----- Extrait du texte -----
Christiane Passevant
Des spectres hantent l’Europe
Film documentaire de Maria Kourkouta et Niki Giannari
Article mis en ligne le 27 décembre 2016

par C.P.

Une première projection Des Spectres hantent l’Europe de Maria Kourkouta et Niki Giannari a eu lieu lors du 38e festival international du cinéma méditerranéen de Montpellier. Des Spectres hantent l’Europe avait été sélectionné pour la compétition des films documentaires.

Depuis le film a été présenté dan plusieurs festivals. Une prochaine projection aura le 7 février 2017 au Forum des images.

Les camps de réfugié.es sont des zones d’arbitraire, d’attentes interminables, de désespoir et même de mort par manque de soins… Des Spectres hantent l’Europe de Maria Kourkouta et Niki Giannari place immédiatement le spectateur et la spectatrice dans la réalité d’une situation insupportable. Le premier plan est fixe et cadré sur les pas d’une foule qui piétine dans la boue, se dirigeant vers une destination indéfinie. La seule certitude est que cette foule fuie et tente de passer vers un ailleurs pour échapper aux bombes et à la misère. Le défilé sans fin se poursuit…

Les queues sont une constante, attendre pour manger, pour boire, pour se laver, pour se soigner, pour des informations, pour passer la frontière, pour un droit à l’école, pour tout… Chaque geste du quotidien s’accompagne d’une attente obligatoire. L’attente est la règle.
----- Lignes de données -----
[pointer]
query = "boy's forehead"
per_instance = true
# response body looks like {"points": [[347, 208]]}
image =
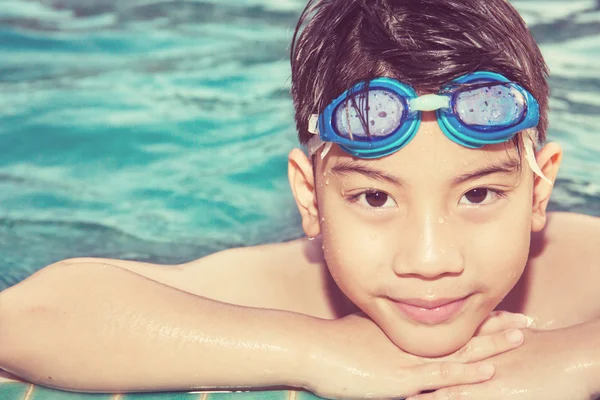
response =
{"points": [[448, 160]]}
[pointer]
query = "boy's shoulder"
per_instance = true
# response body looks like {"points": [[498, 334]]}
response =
{"points": [[560, 284], [290, 276]]}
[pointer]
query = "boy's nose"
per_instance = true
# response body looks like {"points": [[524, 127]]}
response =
{"points": [[429, 251]]}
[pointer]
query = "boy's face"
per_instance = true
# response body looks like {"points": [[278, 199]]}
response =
{"points": [[428, 240]]}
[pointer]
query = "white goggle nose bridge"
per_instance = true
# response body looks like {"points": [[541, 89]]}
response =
{"points": [[429, 102]]}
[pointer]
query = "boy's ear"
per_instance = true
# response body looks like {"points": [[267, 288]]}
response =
{"points": [[302, 182], [548, 158]]}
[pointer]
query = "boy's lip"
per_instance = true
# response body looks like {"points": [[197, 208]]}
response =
{"points": [[431, 312]]}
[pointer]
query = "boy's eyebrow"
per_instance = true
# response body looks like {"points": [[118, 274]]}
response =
{"points": [[505, 166], [346, 167]]}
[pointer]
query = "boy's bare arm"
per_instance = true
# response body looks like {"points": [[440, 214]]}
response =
{"points": [[96, 327], [141, 335]]}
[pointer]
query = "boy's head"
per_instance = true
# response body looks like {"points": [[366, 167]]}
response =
{"points": [[434, 223]]}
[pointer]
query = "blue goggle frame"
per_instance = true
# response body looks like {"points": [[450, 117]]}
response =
{"points": [[471, 136]]}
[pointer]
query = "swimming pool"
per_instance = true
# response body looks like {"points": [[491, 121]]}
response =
{"points": [[158, 130]]}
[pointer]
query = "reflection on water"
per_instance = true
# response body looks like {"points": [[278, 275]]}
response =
{"points": [[158, 130]]}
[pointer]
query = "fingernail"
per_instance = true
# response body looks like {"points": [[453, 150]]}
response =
{"points": [[487, 370], [515, 336]]}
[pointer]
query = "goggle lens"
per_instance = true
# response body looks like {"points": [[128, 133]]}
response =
{"points": [[497, 106], [378, 110]]}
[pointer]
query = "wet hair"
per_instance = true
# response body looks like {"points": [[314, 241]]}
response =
{"points": [[424, 43]]}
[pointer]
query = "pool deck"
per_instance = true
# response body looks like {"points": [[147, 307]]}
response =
{"points": [[11, 388]]}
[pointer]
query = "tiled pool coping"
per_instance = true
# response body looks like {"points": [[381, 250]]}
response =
{"points": [[16, 390]]}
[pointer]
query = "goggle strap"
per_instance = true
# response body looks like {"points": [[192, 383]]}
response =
{"points": [[313, 124], [530, 155], [315, 143]]}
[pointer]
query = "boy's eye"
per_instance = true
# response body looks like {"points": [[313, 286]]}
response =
{"points": [[375, 199], [480, 196]]}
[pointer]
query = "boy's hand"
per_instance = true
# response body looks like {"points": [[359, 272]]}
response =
{"points": [[370, 365], [551, 365]]}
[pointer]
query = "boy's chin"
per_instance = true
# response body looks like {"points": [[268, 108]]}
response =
{"points": [[435, 341]]}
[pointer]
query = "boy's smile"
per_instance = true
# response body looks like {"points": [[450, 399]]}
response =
{"points": [[426, 241]]}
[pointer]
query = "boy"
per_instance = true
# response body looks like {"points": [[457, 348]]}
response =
{"points": [[420, 195]]}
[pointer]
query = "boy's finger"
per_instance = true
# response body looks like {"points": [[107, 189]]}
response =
{"points": [[501, 321], [482, 347], [453, 393], [440, 375]]}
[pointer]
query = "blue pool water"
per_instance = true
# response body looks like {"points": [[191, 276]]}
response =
{"points": [[158, 130]]}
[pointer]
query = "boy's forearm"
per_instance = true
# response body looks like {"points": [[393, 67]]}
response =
{"points": [[101, 328]]}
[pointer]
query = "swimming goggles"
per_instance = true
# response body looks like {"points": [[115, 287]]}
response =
{"points": [[377, 118]]}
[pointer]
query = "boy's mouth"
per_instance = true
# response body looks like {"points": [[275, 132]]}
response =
{"points": [[431, 312]]}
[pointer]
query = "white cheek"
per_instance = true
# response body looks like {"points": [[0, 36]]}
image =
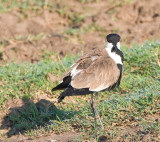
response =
{"points": [[113, 55], [109, 45], [118, 45]]}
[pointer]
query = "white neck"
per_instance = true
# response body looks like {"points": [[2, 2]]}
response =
{"points": [[113, 55]]}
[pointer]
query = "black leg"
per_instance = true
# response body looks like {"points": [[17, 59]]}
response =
{"points": [[93, 111], [96, 95]]}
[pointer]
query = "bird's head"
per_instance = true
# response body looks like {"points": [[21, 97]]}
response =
{"points": [[113, 42]]}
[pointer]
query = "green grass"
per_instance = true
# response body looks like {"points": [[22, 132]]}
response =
{"points": [[133, 105]]}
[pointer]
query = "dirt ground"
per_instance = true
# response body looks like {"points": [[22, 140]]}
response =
{"points": [[27, 38], [136, 22]]}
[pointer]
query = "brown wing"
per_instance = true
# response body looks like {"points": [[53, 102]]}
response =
{"points": [[85, 59], [99, 75]]}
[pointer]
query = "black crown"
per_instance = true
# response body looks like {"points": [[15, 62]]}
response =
{"points": [[113, 38]]}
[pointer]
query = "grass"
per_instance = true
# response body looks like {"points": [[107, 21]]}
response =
{"points": [[134, 105]]}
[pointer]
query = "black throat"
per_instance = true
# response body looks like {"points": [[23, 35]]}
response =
{"points": [[118, 52]]}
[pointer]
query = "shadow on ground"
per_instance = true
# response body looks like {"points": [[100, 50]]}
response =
{"points": [[33, 115]]}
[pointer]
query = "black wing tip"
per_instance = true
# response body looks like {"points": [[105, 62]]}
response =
{"points": [[54, 89]]}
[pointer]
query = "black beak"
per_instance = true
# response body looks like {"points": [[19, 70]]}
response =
{"points": [[114, 48]]}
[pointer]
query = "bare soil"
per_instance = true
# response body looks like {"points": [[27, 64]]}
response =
{"points": [[136, 22]]}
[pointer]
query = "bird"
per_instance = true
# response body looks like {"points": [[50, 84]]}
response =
{"points": [[94, 72]]}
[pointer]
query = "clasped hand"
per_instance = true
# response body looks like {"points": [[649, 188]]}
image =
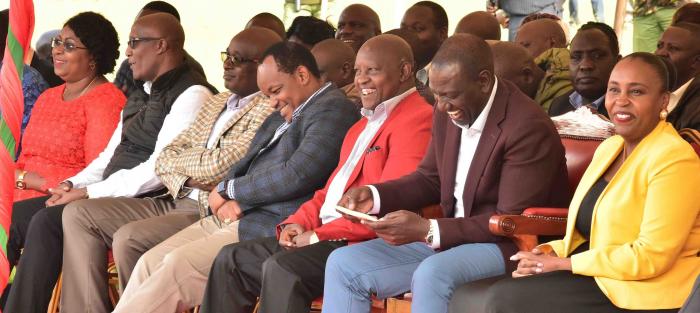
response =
{"points": [[540, 260]]}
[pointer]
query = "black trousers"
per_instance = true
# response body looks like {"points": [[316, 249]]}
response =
{"points": [[40, 231], [559, 291], [285, 280]]}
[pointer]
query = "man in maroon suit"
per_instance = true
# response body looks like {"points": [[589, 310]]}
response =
{"points": [[389, 142], [493, 151]]}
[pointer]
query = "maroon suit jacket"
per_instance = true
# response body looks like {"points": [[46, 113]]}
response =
{"points": [[519, 163]]}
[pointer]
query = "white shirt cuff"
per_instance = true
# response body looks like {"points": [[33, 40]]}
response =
{"points": [[375, 200], [436, 234], [313, 239]]}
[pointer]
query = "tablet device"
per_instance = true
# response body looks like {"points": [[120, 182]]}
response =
{"points": [[359, 215]]}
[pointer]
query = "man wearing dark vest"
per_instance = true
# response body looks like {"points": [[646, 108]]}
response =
{"points": [[150, 120]]}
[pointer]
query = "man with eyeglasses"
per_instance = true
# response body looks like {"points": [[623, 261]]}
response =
{"points": [[151, 118], [190, 167], [124, 79]]}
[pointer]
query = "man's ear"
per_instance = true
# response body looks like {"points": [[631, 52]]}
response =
{"points": [[302, 75], [162, 46], [347, 70], [406, 71], [485, 79]]}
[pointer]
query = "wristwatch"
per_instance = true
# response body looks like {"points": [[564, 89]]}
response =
{"points": [[430, 236], [19, 183], [221, 189]]}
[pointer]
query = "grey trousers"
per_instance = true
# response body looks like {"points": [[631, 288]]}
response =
{"points": [[129, 226]]}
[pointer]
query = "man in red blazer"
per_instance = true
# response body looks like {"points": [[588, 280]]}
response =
{"points": [[287, 273], [493, 151]]}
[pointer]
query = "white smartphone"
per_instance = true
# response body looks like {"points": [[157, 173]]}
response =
{"points": [[359, 215]]}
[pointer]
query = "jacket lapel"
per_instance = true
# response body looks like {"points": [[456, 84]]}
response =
{"points": [[484, 150]]}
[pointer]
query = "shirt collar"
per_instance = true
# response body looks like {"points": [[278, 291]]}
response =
{"points": [[234, 102], [385, 108], [480, 122], [147, 87], [576, 100], [297, 111]]}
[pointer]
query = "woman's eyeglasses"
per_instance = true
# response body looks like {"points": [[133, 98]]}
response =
{"points": [[67, 45], [135, 40], [235, 59]]}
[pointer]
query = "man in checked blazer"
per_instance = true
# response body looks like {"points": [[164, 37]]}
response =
{"points": [[291, 156], [189, 167]]}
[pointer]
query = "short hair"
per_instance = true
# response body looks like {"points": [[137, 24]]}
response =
{"points": [[162, 6], [607, 31], [439, 14], [290, 55], [689, 13], [656, 63], [539, 16], [99, 37], [310, 30]]}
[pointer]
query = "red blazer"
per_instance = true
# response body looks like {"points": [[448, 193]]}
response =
{"points": [[402, 141], [519, 163]]}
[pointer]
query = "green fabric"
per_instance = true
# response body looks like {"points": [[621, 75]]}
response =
{"points": [[648, 7], [648, 29], [557, 79]]}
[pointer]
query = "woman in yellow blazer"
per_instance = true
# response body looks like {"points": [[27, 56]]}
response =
{"points": [[633, 233]]}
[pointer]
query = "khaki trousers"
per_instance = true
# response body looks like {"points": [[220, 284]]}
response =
{"points": [[171, 277], [127, 225]]}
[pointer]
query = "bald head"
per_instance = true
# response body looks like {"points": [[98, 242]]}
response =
{"points": [[159, 47], [269, 21], [421, 54], [165, 26], [335, 60], [356, 24], [541, 35], [240, 77], [481, 24], [514, 63], [383, 69]]}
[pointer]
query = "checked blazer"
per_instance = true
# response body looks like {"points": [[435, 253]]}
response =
{"points": [[271, 184], [187, 156]]}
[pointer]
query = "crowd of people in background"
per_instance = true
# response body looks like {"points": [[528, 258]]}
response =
{"points": [[306, 177]]}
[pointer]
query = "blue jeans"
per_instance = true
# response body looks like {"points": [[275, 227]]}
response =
{"points": [[355, 272]]}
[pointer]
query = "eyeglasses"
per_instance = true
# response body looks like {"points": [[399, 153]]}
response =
{"points": [[134, 40], [67, 45], [235, 59]]}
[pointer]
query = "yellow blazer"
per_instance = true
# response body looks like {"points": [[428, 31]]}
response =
{"points": [[645, 233]]}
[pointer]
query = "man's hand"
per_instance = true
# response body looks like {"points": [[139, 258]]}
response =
{"points": [[400, 227], [357, 199], [304, 239], [229, 211], [215, 201], [539, 261], [60, 196], [289, 232], [193, 183]]}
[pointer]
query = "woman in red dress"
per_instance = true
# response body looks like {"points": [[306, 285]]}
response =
{"points": [[71, 123]]}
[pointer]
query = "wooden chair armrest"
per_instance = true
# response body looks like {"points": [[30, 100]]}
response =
{"points": [[524, 229]]}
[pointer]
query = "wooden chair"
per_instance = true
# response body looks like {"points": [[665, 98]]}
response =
{"points": [[113, 287]]}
-----
Répondez aux questions suivantes à partir de l'extrait.
(a) Lors de quel festival le film a-t-il été projeté pour la première fois ?
(b) Sur quoi le premier plan du film est-il cadré ?
(c) Quelle est la règle dans les camps, selon la dernière phrase de l'extrait ?

(a) Lors du 38e festival international du cinéma méditerranéen de Montpellier.
(b) Sur les pas d'une foule qui piétine dans la boue.
(c) L'attente.